» **WHAT TO PRODUCE**
Can you copy the article about children's letters to Trump word for word, from the words "It all started" through the words "other news sites."?

##### PASSAGE #####

Molly Spence Sahebjami, a mother from Seattle, asked other parents of young children to write letters addressed to Trump Tower in New York about the importance of “being kind to other people, even if they’re different than you are.”
She launched a Facebook called “Dear President Trump: Letters from Kids About Kindness,” in which she asked if any other kids would like to write letters — that are kind in tone and nonpartisan — about how the issue affects the children personally. The parents were encouraged to share photos of the letter on social media with #kidsletterstotrump. They came pouring in.
“These kids may not have known much about manufacturing jobs, and NAFTA, and wars, and the other reasons being explained as to why Trump won,” Sahebjami told Yahoo News. “But they did know they heard Trump say really unkind things about many people — about people in wheelchairs, about women, about overweight people, about brown-skinned people from other countries.”
She said she had Republican friends and family who were also disturbed by Trump’s remarks that were “unkind at a basic, human level.”
“So the idea sprouted to help these kids deal with concern by doing something very American, and positive and productive: writing letters to the president-elect,” she said.
It all started when her 5-year-old son Calvin expressed disappointment that “the mean man” won. She suggested that he could write Trump a letter to help him be kinder.
Sahebjami said she did not include Calvin’s letter on the Facebook page because she did not want the focus to be on them her family. She described the project as a nonpartisan, global grassroots campaign.
The campaign quickly went viral and was featured in the Washington Post, the Seattle Times and other news sites.
Sahebjami told Yahoo News that she thinks it’s caught so much attention because it stands in stark contrast to the unkindness and division that’s been seen on both sides of the aisle this past week.

##### PROVIDED INFORMATION #####

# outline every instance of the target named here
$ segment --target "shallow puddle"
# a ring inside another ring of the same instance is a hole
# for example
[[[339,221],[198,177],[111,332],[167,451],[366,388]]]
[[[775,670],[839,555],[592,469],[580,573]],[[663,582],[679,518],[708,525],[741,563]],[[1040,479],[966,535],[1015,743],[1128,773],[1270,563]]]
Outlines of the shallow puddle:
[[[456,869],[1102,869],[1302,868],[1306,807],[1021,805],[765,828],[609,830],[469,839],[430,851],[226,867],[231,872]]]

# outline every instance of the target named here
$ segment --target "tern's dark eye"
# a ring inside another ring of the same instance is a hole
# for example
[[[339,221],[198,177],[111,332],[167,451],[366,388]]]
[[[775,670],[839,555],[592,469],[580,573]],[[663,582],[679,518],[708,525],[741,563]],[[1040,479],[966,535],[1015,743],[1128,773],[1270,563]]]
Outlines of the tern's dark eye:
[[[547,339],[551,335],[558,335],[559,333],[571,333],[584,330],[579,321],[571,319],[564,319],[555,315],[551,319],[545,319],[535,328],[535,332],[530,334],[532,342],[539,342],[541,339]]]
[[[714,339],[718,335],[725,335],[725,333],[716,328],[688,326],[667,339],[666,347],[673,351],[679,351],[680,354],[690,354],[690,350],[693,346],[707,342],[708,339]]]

#####

» **ANSWER TO THIS PROBLEM**
It all started when her 5-year-old son Calvin expressed disappointment that “the mean man” won. She suggested that he could write Trump a letter to help him be kinder.
Sahebjami said she did not include Calvin’s letter on the Facebook page because she did not want the focus to be on them her family. She described the project as a nonpartisan, global grassroots campaign.
The campaign quickly went viral and was featured in the Washington Post, the Seattle Times and other news sites.